━━━ TASK DATA
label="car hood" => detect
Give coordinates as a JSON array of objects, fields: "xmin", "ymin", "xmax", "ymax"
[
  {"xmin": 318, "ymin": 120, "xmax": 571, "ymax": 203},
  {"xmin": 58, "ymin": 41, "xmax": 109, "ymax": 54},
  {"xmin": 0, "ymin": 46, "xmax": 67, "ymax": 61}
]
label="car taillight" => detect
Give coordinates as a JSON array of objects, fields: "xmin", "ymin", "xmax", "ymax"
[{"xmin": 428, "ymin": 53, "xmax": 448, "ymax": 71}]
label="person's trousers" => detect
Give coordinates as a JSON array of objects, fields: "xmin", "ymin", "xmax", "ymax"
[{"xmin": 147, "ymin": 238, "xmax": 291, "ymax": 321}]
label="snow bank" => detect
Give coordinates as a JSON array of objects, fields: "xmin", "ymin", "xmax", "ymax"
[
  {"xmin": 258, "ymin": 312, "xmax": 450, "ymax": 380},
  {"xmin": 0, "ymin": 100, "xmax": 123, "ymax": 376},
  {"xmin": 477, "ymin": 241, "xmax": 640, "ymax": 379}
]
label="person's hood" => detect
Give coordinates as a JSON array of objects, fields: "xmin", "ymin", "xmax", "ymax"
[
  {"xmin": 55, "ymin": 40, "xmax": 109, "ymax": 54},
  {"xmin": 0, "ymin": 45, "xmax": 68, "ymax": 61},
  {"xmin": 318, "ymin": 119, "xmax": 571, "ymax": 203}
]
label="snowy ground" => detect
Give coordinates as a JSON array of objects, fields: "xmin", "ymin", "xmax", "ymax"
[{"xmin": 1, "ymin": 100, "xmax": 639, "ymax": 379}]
━━━━━━
REQUIRED ACTION: Every record, word for word, must be returned.

ANSWER TO THIS TASK:
label="car hood" => detect
Give coordinates as a JSON array of objects, fields: "xmin", "ymin", "xmax", "ymax"
[
  {"xmin": 318, "ymin": 120, "xmax": 571, "ymax": 203},
  {"xmin": 58, "ymin": 41, "xmax": 109, "ymax": 54},
  {"xmin": 0, "ymin": 46, "xmax": 67, "ymax": 61}
]
label="car taillight" => detect
Give coordinates as a JSON array of objects, fields: "xmin", "ymin", "xmax", "ymax"
[{"xmin": 428, "ymin": 53, "xmax": 448, "ymax": 71}]
label="person's trousers" => detect
Give coordinates as a JSON array of objects, fields: "xmin", "ymin", "xmax", "ymax"
[{"xmin": 147, "ymin": 238, "xmax": 291, "ymax": 321}]
label="snow bank" => detect
Give coordinates as a JSON array of objects, fields: "xmin", "ymin", "xmax", "ymax"
[
  {"xmin": 258, "ymin": 312, "xmax": 450, "ymax": 380},
  {"xmin": 0, "ymin": 100, "xmax": 123, "ymax": 376},
  {"xmin": 477, "ymin": 241, "xmax": 640, "ymax": 379}
]
label="person's hood" => detect
Give coordinates as a JSON array of objects, fields: "xmin", "ymin", "xmax", "ymax"
[
  {"xmin": 55, "ymin": 40, "xmax": 109, "ymax": 54},
  {"xmin": 0, "ymin": 45, "xmax": 68, "ymax": 61},
  {"xmin": 318, "ymin": 119, "xmax": 571, "ymax": 203}
]
label="snowy ground" => detect
Give coordinates as a JSON array of objects, fields: "xmin", "ymin", "xmax", "ymax"
[{"xmin": 1, "ymin": 100, "xmax": 639, "ymax": 379}]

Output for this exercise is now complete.